**Records:**
————
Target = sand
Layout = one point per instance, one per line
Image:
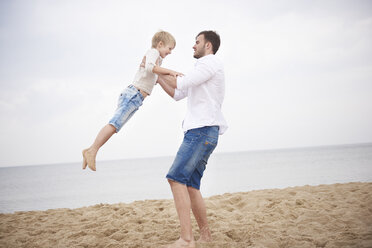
(338, 215)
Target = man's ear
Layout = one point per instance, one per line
(208, 45)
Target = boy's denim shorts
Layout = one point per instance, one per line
(189, 165)
(129, 102)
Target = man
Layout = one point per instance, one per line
(204, 88)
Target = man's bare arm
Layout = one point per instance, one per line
(165, 83)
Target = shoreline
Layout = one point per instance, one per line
(332, 215)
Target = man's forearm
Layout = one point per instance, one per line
(166, 87)
(170, 80)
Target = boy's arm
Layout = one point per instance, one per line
(153, 67)
(164, 71)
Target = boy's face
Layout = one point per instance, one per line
(199, 47)
(164, 50)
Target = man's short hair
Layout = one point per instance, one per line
(213, 38)
(165, 37)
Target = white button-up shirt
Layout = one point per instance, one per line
(204, 88)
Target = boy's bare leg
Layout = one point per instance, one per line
(200, 212)
(183, 207)
(89, 154)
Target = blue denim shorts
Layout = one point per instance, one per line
(129, 102)
(192, 157)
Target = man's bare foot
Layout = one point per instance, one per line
(90, 159)
(205, 235)
(182, 244)
(85, 163)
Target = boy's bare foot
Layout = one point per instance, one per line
(182, 244)
(85, 163)
(205, 235)
(90, 158)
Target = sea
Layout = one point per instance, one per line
(42, 187)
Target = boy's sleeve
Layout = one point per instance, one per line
(200, 74)
(151, 56)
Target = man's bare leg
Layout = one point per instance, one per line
(183, 207)
(89, 154)
(200, 212)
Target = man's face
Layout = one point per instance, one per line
(199, 47)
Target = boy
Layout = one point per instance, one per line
(132, 97)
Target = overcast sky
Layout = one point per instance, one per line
(298, 74)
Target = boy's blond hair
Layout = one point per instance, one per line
(165, 37)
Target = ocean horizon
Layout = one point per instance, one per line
(50, 186)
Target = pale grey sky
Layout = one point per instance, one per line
(298, 73)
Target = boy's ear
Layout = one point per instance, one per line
(160, 44)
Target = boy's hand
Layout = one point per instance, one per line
(176, 74)
(143, 63)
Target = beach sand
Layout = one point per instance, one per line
(337, 215)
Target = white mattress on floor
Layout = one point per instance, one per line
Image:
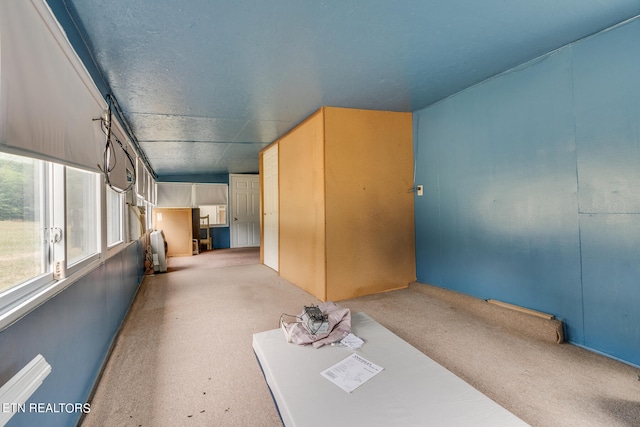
(412, 390)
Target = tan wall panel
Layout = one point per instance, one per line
(301, 177)
(369, 206)
(177, 227)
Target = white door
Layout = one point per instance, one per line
(244, 217)
(270, 220)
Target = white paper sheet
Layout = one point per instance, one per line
(351, 372)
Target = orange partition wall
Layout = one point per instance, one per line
(177, 226)
(346, 225)
(301, 198)
(370, 240)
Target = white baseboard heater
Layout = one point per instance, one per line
(18, 389)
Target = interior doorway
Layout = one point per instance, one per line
(244, 218)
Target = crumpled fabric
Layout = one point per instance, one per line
(339, 319)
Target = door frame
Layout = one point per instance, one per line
(232, 204)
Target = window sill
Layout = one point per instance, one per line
(33, 295)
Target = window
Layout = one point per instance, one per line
(114, 217)
(23, 247)
(82, 215)
(49, 223)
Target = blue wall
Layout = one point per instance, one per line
(73, 331)
(532, 190)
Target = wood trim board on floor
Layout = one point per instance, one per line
(412, 389)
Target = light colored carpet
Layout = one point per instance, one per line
(184, 355)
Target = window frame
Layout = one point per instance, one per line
(21, 298)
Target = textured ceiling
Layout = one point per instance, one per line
(205, 85)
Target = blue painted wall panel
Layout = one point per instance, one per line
(512, 167)
(611, 280)
(73, 331)
(506, 202)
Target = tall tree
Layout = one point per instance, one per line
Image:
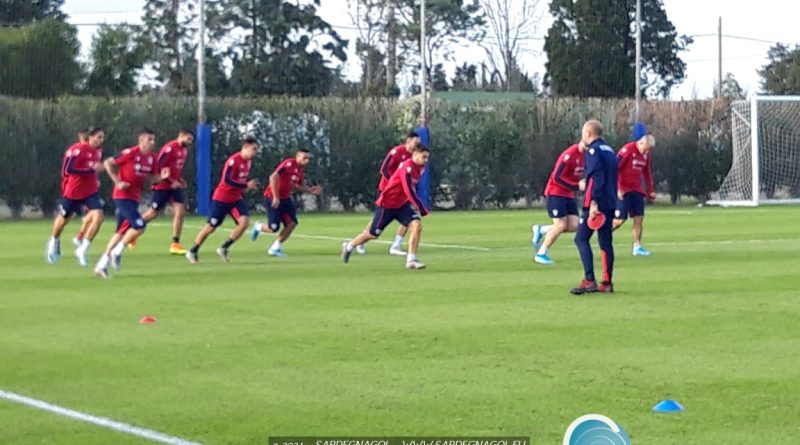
(512, 25)
(20, 12)
(281, 47)
(116, 59)
(466, 78)
(782, 74)
(370, 18)
(170, 32)
(591, 49)
(447, 22)
(39, 60)
(731, 89)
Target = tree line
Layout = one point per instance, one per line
(280, 47)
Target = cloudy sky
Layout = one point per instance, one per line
(766, 20)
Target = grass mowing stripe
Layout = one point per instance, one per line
(121, 427)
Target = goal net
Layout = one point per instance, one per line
(766, 153)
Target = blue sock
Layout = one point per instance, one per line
(582, 238)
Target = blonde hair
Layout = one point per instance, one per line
(595, 126)
(649, 140)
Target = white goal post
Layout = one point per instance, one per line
(766, 153)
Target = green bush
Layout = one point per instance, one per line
(484, 155)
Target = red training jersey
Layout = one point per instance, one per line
(393, 159)
(290, 176)
(79, 166)
(134, 168)
(635, 174)
(566, 174)
(233, 182)
(402, 188)
(64, 174)
(173, 157)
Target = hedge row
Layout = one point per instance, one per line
(486, 155)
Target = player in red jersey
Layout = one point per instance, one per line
(561, 204)
(635, 183)
(80, 189)
(289, 176)
(228, 200)
(129, 170)
(398, 201)
(391, 161)
(86, 221)
(170, 190)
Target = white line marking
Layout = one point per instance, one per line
(712, 242)
(121, 427)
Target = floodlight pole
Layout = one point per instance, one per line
(201, 67)
(422, 47)
(638, 59)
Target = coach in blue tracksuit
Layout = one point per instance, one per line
(600, 184)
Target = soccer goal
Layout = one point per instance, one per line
(766, 153)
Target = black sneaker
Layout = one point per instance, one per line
(223, 254)
(192, 257)
(586, 287)
(606, 287)
(345, 253)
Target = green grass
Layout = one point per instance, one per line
(480, 343)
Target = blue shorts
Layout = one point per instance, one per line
(632, 204)
(128, 216)
(383, 217)
(284, 214)
(162, 197)
(221, 209)
(67, 207)
(561, 207)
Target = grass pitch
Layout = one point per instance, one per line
(483, 342)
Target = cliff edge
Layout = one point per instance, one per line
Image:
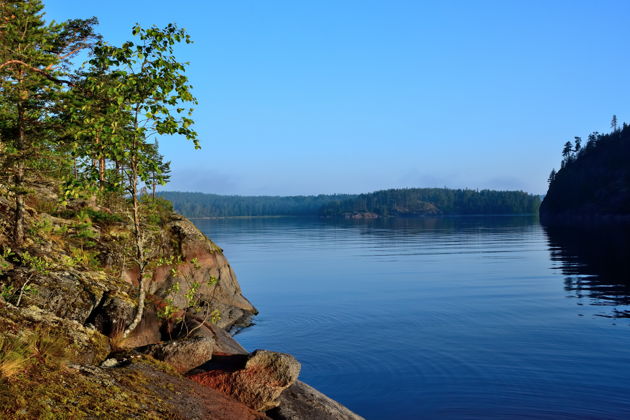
(70, 290)
(593, 182)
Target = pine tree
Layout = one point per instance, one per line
(613, 123)
(33, 61)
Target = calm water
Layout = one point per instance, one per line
(450, 318)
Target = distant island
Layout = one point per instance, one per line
(406, 202)
(593, 181)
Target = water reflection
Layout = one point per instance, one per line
(595, 260)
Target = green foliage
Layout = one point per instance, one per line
(157, 211)
(593, 178)
(103, 217)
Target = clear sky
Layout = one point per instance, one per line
(343, 96)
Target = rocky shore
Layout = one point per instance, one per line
(185, 365)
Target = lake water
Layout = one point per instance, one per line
(442, 318)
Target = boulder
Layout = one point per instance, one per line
(303, 402)
(202, 263)
(85, 345)
(256, 380)
(224, 344)
(183, 354)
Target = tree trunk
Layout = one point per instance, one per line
(137, 230)
(18, 227)
(101, 171)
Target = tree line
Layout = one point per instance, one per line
(199, 205)
(395, 202)
(434, 201)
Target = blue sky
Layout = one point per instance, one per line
(323, 96)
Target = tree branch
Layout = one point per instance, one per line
(36, 70)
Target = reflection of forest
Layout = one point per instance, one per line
(595, 260)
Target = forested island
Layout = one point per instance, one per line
(406, 202)
(593, 181)
(200, 205)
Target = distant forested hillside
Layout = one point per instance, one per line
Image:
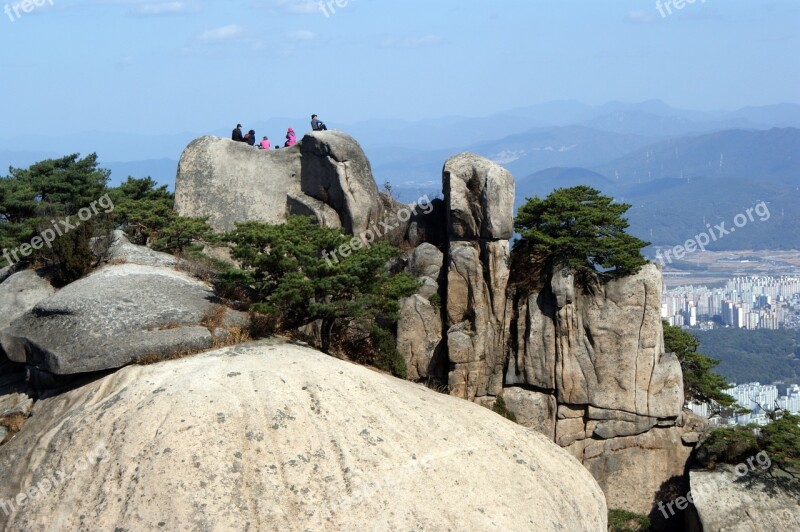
————
**Your goal:**
Copy every line of the entries above without any change, leaving the pictures out of your copy.

**Exercise solution:**
Target = sand
Layout = one point per instance, one per line
Image:
(338, 215)
Target = man's ear
Layout = one point per instance, one per line
(208, 45)
Target = boy's denim shorts
Layout = one point per instance, one per line
(189, 165)
(129, 102)
Target = man
Layout = one point per instance, one per line
(204, 88)
Target = man's bare arm
Layout = one point per instance, one per line
(165, 83)
Target = shoreline
Layout = one point per instance, one per line
(332, 215)
Target = man's forearm
Layout = one point per instance, one per line
(166, 87)
(170, 80)
Target = boy's arm
Layout = one point per instance, one per line
(153, 67)
(164, 71)
Target = boy's face
Layout = one point per instance, one per line
(199, 47)
(164, 50)
Target = man's short hair
Layout = one point per instance, one per line
(213, 38)
(165, 37)
Target = white button-up shirt
Layout = one point per instance, one per line
(204, 88)
Target = boy's bare leg
Layout = one point per instance, one per line
(200, 212)
(183, 207)
(89, 154)
Target = blue denim shorts
Layout = one point per instance, one per line
(129, 102)
(192, 157)
Target = man's bare foot
Layout = one point per instance, one per line
(90, 159)
(205, 235)
(182, 244)
(85, 163)
Target = boy's bare foot
Layout = one point per instance, one per line
(182, 244)
(85, 163)
(205, 235)
(90, 158)
Target = sea
Layout = one point per instance, one per line
(42, 187)
Target = boy's sleeve
Layout = one point per instance, one per line
(200, 74)
(151, 56)
Target = man's bare leg
Layout = one point per instance, one per line
(183, 207)
(89, 154)
(200, 212)
Target = man's face
Layout = one point per instance, one per line
(199, 47)
Target = boy
Layout = one point per instance, one per line
(132, 97)
Target = overcast sky
Layout = one point per instance, one per line
(298, 74)
Target = boy's blond hair
Layout = one point per instance, one per line
(165, 37)
Target = ocean horizon
Layout = one point per instance, one per line
(50, 186)
Target = pale grey sky
Layout = one point per instance, one per line
(298, 73)
Target = boy's ear
Layout = one point per instance, one per line
(160, 44)
Target = boy's hand
Layout = one point per instance, one per line
(176, 74)
(143, 63)
Target = beach sand
Layout = one point per instance, one per line
(337, 215)
Target = white mattress on floor
Layout = one point per instance, one per line
Image:
(412, 390)
Target = tan wall panel
Layout = one point per instance, one per line
(301, 177)
(369, 206)
(177, 227)
Target = white door
Layout = one point per instance, one per line
(244, 217)
(270, 220)
Target = white paper sheet
Layout = one point per instance, one per line
(351, 372)
Target = orange partition wall
Layout = one point per instance, one per line
(177, 226)
(346, 225)
(301, 198)
(370, 240)
Target = white baseboard heater
Layout = one point per instance, one per line
(18, 389)
Target = interior doorway
Layout = one point per instance, one per line
(244, 218)
Target = crumpled fabric
Layout = one point per instance, one per line
(339, 319)
Target = door frame
Layout = one point per instance, one per line
(232, 204)
Target = window sill
Layout = one point per instance, one per line
(33, 295)
Target = window
Layout = one point per instance, one per line
(114, 217)
(23, 247)
(82, 215)
(49, 223)
Target = blue wall
Layout = one point per instance, one per line
(73, 331)
(532, 190)
Target = wood trim board on floor
Layout = one point per instance, one per line
(412, 389)
Target = light colored carpet
Layout = one point per instance, one per line
(184, 355)
Target = window frame
Layout = one point per instance, one per line
(21, 298)
Target = textured ceiling
Layout = one point per instance, one per line
(205, 85)
Target = blue painted wall panel
Layout = one point per instance, one per line
(512, 167)
(611, 280)
(73, 331)
(506, 202)
Target = tall tree
Layout = one point per instance, one per line
Image:
(512, 25)
(20, 12)
(281, 47)
(116, 59)
(466, 78)
(782, 74)
(370, 18)
(170, 32)
(591, 49)
(447, 22)
(39, 60)
(731, 89)
Target = tree line
Layout = one point per instance, one per line
(280, 47)
Target = cloudy sky
Layout = one point per instance, one per line
(766, 20)
Target = grass mowing stripe
Layout = one point per instance, one per line
(121, 427)
Target = goal net
Layout = one point per instance, one per line
(766, 153)
Target = blue sock
Layout = one point per instance, one per line
(582, 238)
Target = blonde hair
Layout = one point per instance, one per line
(595, 126)
(649, 140)
Target = white goal post
Layout = one point per instance, one per line
(766, 153)
Target = green bush
Layout = one point per instance, one per line
(484, 155)
Target = red training jersey
Layout = one point per instance, one per line
(393, 159)
(290, 176)
(79, 166)
(134, 168)
(635, 174)
(566, 174)
(233, 182)
(402, 188)
(64, 174)
(173, 157)
Target = hedge row
Layout = one point per instance, one per line
(486, 155)
Target = player in red jersey
Layout = one point per instance, one per line
(561, 204)
(635, 183)
(80, 189)
(289, 176)
(228, 200)
(129, 170)
(398, 201)
(391, 161)
(86, 221)
(170, 190)
Target = white line marking
Layout = one point per instance, one per line
(712, 242)
(121, 427)
Target = floodlight pole
Layout = one point per instance, one per line
(201, 67)
(422, 47)
(638, 59)
Target = coach in blue tracksuit
Layout = one point per instance, one per line
(600, 184)
Target = soccer goal
Layout = one point per instance, one per line
(766, 153)
Target = black sneaker
Layout = one point per instance, one per line
(223, 254)
(192, 257)
(586, 287)
(606, 287)
(345, 253)
Target = green grass
Layout = one point per instance, one per line
(480, 343)
Target = blue shorts
Layout = one point per instance, one per line
(632, 204)
(128, 216)
(383, 217)
(284, 214)
(162, 197)
(221, 209)
(67, 207)
(561, 207)
Target = grass pitch
Layout = one point per instance, one per line
(483, 342)
Target = cliff edge
Layout = one point per instance, one per line
Image:
(70, 290)
(593, 182)
Target = pine tree
Layout = one point per instance, one per line
(613, 123)
(33, 61)
Target = calm water
Layout = one point per instance, one per line
(450, 318)
Target = distant island
Layout = one point per instance, one per line
(406, 202)
(593, 181)
Target = water reflection
Layout = one point per instance, one per line
(595, 260)
Target = green foliage
Layout = one point per instance, one per line
(157, 211)
(593, 178)
(103, 217)
Target = clear sky
Layout = one point per instance, one per line
(343, 96)
Target = rocky shore
Layout = one point per instance, one per line
(185, 365)
Target = lake water
Layout = one point per instance, one per line
(442, 318)
Target = boulder
Layout = one point per instance, one per line
(303, 402)
(202, 263)
(85, 345)
(256, 380)
(224, 344)
(183, 354)
Target = tree trunk
Layout = one point per instance, one per line
(137, 230)
(18, 227)
(101, 171)
Target = tree line
Layout = one point per instance, one per line
(199, 205)
(395, 202)
(434, 201)
Target = blue sky
Layout = one point per instance, one per line
(323, 96)
Target = tree branch
Layout = one point per instance, one per line
(36, 70)
Target = reflection of forest
Layout = one point per instance, one per line
(595, 260)
Target = forested island
Layout = one point per instance, one per line
(406, 202)
(593, 181)
(200, 205)
Target = distant forested hillside
Layout = one point per instance, one per line
Image:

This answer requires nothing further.